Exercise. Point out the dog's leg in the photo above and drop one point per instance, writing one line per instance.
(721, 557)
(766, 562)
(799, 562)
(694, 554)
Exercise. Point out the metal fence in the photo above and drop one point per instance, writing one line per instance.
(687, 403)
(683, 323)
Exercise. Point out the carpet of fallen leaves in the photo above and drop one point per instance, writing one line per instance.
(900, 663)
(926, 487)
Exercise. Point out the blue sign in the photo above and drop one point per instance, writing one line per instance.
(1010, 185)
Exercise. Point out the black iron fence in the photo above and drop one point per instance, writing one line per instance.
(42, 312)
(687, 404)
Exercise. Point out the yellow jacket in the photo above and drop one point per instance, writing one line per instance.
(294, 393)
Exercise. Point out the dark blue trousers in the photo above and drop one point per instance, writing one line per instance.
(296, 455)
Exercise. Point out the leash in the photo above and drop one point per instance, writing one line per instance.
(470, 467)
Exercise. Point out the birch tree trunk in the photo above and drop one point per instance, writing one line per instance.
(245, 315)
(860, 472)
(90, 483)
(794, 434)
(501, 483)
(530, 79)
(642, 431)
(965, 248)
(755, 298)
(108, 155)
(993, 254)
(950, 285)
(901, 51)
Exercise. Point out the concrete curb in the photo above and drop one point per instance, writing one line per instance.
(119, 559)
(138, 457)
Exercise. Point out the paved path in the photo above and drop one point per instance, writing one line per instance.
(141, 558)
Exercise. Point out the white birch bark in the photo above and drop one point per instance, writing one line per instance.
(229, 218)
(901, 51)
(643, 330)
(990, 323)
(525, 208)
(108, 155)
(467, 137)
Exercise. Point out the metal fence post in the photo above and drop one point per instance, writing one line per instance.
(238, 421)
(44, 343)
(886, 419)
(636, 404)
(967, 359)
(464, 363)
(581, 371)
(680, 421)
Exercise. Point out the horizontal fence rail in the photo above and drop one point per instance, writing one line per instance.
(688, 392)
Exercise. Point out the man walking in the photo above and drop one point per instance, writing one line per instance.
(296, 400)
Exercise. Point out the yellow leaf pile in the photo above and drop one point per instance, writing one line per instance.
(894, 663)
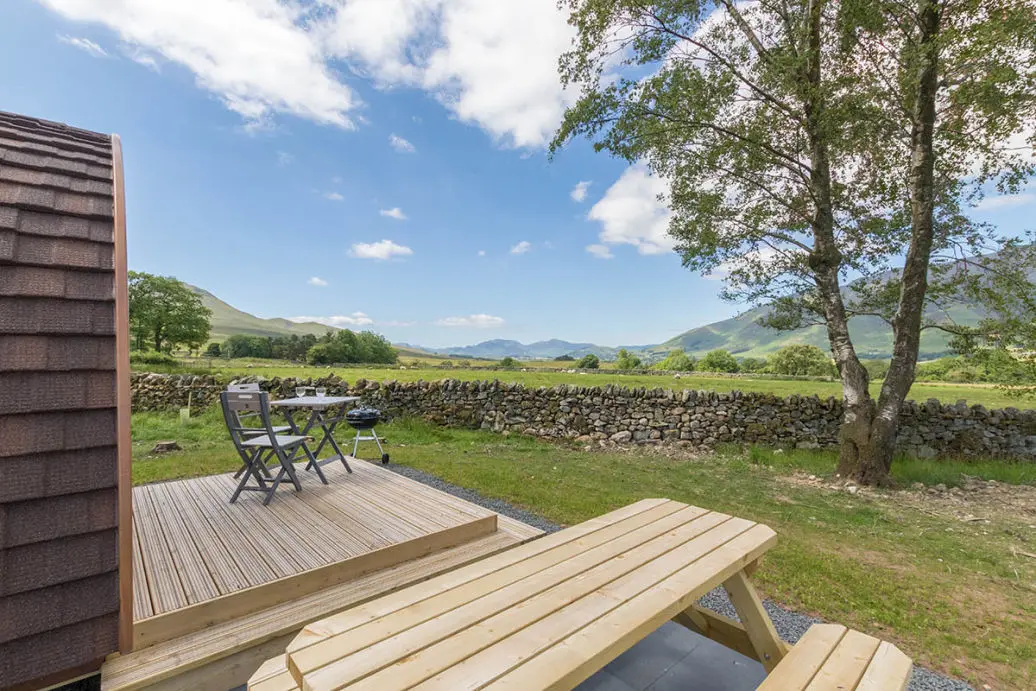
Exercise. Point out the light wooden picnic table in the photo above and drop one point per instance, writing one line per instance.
(546, 614)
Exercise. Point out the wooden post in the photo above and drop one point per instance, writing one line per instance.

============

[Problem description] Strip the images and reproduce the remaining records precisely.

[Exercise solution]
Exercise. Point out the dog's leg in the photo above and drop one point per instance, writing one line per instance.
(721, 557)
(766, 562)
(799, 562)
(694, 554)
Exercise. Point out the metal fence in the photo above and drop one point per instance, writing one line per instance.
(687, 403)
(683, 323)
Exercise. Point out the carpet of fallen leaves in the photo above and drop one point per instance, writing one line per instance.
(900, 663)
(926, 487)
Exercise. Point out the blue sign in the photo above and drop one point per instance, writing one line per instance.
(1010, 185)
Exercise. Point out the black iron fence in the photo above and drop one point per instance, writing one line per instance.
(42, 312)
(687, 404)
Exercise. Point out the yellow jacket in the photo above and drop one point per instance, writing one line per instance.
(294, 393)
Exercise. Point out the dark blue trousers in the photo above and drop one point per instance, writing one line per instance.
(296, 455)
Exercise. Point out the leash in the photo above and drop one point per instance, writing one line per instance.
(470, 467)
Exercise. Point out the birch tree trunk in the photo above and drop one point per instance, writing one line per instance.
(245, 315)
(860, 472)
(90, 483)
(794, 434)
(501, 483)
(530, 79)
(642, 431)
(965, 248)
(755, 298)
(108, 155)
(993, 254)
(950, 285)
(901, 51)
Exercise. Point out the concrete curb in the photo above and drop one point per instance, writing one line per instance.
(119, 559)
(138, 457)
Exercise. Point out the paved path in the photo above and drop one point per instance, writing one line per instance.
(141, 558)
Exercise. Point out the white birch bark in the photo above and drop one point per instance, writing one line per instance.
(229, 218)
(901, 51)
(643, 330)
(990, 323)
(525, 208)
(108, 155)
(467, 137)
Exercise. Point out the metal fence post in the photo above and drop one point per instance, writing one line per instance.
(238, 421)
(44, 343)
(886, 419)
(636, 404)
(967, 359)
(464, 363)
(581, 371)
(680, 421)
Exercise. Point out the horizontal fence rail in the photo above and drop one point per instance, writing one line per instance.
(688, 392)
Exercise. Point out the man walking in the photo above and drop one point per instance, writing one line per instance.
(296, 400)
Exercise. Point out the yellow leaf pile in the photo above and drop one point per instance, writing one line per instance.
(894, 663)
Exercise. Point out the light wooden picnic table in the photo above and drop one point per instance, writing one line per instance.
(546, 614)
Exercise. Point out the wooden post in the photo above and drop one point per instance, writing one line per instance.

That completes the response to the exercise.